#### EXERCISE DIRECTIONS:
Within the entries underneath, how many lines include the string "rack"? State only the number.

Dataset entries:
=======

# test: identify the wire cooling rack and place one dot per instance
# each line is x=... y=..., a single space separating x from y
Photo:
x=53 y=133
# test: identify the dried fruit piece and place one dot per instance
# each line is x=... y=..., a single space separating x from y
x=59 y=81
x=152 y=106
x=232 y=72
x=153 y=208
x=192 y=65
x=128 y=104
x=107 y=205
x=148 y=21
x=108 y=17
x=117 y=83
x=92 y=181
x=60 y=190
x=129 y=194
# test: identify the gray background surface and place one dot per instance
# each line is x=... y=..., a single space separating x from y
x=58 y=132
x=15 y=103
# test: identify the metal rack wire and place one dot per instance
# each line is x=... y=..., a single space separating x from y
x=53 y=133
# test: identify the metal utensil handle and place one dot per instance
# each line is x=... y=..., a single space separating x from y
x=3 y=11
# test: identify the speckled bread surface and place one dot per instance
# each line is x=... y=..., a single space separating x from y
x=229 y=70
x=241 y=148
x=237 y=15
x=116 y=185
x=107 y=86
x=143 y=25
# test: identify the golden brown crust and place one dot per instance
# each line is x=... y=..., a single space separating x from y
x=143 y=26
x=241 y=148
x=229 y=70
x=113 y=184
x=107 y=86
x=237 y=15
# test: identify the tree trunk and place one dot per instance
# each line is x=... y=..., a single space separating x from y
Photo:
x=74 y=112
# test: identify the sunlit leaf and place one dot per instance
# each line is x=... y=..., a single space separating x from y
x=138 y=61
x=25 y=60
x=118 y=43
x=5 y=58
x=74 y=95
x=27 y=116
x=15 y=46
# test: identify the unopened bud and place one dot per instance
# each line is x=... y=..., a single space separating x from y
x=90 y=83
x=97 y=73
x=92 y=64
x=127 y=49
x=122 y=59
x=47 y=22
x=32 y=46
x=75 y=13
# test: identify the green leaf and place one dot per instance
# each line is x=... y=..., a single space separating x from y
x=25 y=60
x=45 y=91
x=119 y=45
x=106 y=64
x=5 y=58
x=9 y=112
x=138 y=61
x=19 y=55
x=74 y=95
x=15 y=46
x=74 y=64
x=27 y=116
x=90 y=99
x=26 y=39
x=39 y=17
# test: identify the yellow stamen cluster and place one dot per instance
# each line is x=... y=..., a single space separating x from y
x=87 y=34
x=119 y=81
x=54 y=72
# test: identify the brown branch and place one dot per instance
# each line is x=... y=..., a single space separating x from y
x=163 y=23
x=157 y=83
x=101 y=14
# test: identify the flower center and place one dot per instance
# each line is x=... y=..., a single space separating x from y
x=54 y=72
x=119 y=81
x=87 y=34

=======

#### ANSWER:
2